* **Exercise brief**
Render the lines from the one containing "# Provide the mask of every instance of the wooden crate." through the one containing "--target=wooden crate", inclusive, as a numbered list, leaving out any blank lines.

* **Task input**

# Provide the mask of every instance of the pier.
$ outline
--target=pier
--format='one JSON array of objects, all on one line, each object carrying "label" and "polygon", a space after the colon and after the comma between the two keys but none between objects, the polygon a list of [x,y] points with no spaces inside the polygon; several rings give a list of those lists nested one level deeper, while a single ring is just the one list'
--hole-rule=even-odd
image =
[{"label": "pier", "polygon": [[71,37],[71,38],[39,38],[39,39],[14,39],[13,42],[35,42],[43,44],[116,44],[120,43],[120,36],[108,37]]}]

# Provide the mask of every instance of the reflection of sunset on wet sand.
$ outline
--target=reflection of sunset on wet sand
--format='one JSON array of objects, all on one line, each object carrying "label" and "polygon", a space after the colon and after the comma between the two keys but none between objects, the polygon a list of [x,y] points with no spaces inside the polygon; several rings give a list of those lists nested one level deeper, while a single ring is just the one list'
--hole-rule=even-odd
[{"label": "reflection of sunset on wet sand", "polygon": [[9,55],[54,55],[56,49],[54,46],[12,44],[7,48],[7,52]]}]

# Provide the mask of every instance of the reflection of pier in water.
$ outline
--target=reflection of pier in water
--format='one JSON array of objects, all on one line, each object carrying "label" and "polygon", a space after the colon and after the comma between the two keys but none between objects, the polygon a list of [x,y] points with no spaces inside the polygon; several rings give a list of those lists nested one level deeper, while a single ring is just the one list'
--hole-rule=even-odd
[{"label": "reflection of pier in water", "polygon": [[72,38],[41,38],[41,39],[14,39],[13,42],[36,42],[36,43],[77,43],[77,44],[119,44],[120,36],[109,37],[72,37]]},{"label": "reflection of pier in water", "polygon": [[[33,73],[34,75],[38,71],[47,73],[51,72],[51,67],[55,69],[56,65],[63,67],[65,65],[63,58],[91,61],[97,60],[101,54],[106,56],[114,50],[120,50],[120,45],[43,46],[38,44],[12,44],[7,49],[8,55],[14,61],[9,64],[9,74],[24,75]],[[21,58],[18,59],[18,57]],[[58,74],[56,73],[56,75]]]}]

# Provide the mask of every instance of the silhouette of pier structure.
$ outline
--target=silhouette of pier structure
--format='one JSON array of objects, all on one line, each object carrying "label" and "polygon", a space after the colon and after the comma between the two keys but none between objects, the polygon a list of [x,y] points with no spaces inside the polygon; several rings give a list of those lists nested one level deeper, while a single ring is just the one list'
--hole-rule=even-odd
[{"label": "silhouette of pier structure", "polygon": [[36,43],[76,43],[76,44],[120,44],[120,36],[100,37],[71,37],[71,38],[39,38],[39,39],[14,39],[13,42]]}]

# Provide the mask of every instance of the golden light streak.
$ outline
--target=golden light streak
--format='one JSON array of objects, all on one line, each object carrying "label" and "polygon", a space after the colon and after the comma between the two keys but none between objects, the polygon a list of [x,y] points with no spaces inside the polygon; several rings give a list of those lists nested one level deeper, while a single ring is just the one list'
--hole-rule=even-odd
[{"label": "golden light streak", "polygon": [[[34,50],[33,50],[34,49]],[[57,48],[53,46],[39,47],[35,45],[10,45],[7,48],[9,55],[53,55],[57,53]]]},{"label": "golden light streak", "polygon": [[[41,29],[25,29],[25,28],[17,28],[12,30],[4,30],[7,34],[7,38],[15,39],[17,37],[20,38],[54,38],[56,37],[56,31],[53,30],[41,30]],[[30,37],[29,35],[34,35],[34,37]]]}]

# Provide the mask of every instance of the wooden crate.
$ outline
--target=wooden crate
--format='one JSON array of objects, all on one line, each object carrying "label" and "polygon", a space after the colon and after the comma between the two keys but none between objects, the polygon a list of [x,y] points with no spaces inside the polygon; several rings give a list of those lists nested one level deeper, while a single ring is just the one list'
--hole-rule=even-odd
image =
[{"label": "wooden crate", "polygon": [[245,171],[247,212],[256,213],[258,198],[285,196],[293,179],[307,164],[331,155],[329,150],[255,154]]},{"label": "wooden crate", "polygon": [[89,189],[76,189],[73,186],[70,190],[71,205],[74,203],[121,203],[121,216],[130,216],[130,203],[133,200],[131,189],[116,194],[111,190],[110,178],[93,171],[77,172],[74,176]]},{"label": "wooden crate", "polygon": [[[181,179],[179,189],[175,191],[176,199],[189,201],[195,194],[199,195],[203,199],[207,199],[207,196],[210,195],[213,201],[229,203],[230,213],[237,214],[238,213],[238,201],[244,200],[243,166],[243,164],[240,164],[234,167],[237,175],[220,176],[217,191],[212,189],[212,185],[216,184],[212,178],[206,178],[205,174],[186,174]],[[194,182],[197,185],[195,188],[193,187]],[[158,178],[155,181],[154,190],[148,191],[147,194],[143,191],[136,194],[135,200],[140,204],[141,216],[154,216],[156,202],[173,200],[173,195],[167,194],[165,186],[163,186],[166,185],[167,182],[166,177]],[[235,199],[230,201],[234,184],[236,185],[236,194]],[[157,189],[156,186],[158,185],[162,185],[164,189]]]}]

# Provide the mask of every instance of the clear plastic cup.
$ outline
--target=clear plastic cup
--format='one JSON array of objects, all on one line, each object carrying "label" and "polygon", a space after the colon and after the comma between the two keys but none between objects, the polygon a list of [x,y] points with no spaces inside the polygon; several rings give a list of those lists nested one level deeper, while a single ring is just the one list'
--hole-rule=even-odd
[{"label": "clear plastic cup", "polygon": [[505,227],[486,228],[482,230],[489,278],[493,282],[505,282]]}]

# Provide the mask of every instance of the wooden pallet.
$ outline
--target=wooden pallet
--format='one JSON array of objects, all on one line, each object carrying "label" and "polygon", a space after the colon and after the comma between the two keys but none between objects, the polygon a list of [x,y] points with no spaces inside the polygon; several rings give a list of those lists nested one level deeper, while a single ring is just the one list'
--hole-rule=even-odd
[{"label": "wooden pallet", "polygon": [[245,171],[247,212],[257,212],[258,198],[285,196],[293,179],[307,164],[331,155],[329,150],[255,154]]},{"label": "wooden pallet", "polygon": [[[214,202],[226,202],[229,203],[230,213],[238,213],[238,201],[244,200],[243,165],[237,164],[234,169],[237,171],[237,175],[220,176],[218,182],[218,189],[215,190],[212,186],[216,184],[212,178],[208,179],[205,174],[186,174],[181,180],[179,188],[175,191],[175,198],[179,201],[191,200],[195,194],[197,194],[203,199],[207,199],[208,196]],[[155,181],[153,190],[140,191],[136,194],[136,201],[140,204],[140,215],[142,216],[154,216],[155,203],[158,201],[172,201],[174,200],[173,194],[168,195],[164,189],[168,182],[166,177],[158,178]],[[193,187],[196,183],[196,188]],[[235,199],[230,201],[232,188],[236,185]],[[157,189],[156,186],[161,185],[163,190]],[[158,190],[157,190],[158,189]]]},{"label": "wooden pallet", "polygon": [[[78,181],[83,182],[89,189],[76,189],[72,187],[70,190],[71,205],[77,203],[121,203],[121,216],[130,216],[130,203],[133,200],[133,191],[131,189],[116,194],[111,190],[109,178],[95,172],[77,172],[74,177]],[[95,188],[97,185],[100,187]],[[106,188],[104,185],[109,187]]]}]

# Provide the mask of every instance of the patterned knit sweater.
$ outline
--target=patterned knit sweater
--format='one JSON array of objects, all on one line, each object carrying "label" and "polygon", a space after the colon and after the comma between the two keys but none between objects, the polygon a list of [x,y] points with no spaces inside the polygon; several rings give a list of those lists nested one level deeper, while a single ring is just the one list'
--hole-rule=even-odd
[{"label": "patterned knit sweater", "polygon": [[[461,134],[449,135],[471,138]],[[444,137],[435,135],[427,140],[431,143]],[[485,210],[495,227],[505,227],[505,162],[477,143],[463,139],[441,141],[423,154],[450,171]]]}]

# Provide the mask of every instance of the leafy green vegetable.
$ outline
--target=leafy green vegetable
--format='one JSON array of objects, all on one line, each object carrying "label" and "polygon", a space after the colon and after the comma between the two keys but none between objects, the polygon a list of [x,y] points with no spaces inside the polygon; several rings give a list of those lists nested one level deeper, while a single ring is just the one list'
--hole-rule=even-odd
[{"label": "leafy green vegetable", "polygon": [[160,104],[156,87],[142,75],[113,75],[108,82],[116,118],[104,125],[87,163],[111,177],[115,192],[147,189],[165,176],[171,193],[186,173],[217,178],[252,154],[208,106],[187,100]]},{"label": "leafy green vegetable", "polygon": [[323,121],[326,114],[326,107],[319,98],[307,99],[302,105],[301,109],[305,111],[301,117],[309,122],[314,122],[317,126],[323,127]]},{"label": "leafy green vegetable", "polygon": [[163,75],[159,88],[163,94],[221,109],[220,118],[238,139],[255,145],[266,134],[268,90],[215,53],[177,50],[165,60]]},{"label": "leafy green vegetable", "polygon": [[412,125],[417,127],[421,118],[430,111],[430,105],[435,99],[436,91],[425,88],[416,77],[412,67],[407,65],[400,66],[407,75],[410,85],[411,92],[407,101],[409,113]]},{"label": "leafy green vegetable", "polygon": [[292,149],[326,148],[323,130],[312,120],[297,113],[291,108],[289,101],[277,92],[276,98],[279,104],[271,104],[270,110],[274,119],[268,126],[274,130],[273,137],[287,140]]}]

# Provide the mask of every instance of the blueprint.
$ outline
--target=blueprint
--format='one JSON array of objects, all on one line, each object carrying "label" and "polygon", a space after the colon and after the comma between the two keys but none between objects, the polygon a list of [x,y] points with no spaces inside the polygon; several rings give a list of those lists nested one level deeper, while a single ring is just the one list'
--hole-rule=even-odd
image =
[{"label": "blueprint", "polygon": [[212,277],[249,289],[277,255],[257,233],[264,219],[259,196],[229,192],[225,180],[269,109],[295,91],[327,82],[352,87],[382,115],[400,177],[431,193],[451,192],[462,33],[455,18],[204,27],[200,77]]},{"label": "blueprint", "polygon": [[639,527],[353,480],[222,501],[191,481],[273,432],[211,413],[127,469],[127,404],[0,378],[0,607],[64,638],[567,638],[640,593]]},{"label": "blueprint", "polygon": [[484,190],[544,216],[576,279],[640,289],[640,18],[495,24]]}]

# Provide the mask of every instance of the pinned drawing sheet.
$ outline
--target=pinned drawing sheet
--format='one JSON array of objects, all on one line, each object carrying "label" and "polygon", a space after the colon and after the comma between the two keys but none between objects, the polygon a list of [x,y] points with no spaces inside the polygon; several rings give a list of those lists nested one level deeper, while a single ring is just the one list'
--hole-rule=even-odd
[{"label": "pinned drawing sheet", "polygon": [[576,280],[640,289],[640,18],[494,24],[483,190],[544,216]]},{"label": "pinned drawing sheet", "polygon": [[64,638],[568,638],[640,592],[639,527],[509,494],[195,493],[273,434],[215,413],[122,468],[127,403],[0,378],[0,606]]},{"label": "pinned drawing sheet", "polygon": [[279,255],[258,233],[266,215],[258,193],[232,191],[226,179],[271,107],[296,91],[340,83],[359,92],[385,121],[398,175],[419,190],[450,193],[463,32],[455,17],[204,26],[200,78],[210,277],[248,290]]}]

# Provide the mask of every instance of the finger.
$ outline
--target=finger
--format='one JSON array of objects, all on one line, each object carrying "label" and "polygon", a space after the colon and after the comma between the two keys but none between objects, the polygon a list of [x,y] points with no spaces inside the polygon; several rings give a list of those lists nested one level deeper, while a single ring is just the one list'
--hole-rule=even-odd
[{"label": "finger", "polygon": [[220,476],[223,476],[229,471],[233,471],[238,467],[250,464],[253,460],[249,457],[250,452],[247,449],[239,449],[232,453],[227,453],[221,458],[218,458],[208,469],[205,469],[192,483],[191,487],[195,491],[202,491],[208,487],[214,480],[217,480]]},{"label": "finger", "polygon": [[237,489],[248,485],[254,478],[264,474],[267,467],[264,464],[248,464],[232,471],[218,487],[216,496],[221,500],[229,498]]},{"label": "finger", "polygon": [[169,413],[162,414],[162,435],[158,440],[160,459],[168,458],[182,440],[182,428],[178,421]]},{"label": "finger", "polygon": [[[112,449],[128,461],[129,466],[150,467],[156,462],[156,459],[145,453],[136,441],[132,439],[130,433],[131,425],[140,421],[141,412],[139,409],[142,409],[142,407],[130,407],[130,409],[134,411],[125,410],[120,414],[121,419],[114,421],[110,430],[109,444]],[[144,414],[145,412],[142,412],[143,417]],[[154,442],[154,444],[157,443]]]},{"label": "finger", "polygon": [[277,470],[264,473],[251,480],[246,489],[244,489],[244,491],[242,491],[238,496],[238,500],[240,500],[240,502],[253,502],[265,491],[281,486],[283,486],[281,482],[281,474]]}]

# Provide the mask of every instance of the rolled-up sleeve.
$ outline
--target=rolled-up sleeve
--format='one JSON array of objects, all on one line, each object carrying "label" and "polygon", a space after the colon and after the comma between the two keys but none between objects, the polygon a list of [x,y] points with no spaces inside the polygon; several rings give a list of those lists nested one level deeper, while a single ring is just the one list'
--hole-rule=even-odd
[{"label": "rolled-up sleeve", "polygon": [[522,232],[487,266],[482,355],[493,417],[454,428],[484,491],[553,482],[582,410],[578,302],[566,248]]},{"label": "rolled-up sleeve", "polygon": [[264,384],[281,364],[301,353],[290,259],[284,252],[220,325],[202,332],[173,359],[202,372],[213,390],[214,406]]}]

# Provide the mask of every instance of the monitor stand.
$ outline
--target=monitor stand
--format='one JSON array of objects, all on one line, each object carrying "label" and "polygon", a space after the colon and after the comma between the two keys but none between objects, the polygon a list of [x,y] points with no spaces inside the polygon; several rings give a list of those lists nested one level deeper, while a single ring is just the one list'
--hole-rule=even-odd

* **Reply**
1. # Provide the mask of every instance of the wooden crate.
2. $ outline
3. --target=wooden crate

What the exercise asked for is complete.